→ **COSA FARAI**
Indica quante righe contengono la parola "outline". Scrivi soltanto il numero.
------ RIGHE DA ESAMINARE ------
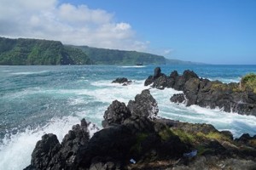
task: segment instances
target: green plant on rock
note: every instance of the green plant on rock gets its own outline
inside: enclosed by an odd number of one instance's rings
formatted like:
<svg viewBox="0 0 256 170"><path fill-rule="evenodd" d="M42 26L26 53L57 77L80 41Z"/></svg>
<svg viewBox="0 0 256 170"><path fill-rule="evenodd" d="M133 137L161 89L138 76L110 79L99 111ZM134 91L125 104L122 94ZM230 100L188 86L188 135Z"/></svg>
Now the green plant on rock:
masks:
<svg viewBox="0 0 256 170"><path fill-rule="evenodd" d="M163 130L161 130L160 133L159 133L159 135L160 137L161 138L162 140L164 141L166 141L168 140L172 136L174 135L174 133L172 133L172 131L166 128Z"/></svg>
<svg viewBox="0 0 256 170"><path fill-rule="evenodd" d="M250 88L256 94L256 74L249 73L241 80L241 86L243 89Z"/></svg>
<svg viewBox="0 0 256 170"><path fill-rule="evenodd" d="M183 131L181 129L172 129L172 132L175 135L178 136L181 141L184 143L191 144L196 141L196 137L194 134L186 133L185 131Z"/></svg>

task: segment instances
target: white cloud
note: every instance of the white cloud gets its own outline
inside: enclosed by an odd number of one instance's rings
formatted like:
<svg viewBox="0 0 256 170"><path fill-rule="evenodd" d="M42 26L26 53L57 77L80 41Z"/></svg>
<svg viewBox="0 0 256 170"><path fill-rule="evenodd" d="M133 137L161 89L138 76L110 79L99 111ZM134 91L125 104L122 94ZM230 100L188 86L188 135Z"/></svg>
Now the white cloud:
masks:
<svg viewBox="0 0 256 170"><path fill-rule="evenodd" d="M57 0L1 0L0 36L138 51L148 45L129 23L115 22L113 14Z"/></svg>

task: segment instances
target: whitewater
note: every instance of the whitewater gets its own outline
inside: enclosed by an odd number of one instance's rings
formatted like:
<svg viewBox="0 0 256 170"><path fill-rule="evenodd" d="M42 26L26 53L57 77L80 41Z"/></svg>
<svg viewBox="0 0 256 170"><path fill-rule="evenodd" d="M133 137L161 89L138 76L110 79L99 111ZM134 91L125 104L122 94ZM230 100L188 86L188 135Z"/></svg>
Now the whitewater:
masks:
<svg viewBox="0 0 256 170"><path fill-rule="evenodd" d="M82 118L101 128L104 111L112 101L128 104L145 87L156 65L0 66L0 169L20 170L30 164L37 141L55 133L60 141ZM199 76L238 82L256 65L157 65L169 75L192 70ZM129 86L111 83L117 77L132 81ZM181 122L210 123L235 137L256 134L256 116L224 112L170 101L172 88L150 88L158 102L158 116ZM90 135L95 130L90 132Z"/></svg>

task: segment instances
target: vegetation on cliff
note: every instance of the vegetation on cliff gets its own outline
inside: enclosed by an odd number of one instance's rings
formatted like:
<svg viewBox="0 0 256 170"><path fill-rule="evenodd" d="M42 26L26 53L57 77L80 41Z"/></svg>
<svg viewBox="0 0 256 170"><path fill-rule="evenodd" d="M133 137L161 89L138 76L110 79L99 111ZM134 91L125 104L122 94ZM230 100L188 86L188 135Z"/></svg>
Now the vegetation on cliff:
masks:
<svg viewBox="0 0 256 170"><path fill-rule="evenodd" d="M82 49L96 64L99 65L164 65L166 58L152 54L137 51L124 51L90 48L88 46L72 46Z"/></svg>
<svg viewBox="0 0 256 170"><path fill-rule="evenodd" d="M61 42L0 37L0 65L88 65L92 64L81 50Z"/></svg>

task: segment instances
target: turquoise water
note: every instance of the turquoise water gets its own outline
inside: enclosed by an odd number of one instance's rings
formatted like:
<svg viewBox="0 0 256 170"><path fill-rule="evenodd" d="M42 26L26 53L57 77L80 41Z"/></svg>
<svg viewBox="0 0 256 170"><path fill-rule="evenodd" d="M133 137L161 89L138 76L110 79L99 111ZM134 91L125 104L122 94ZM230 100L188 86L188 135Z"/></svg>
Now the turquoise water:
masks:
------
→ **RISPOSTA**
5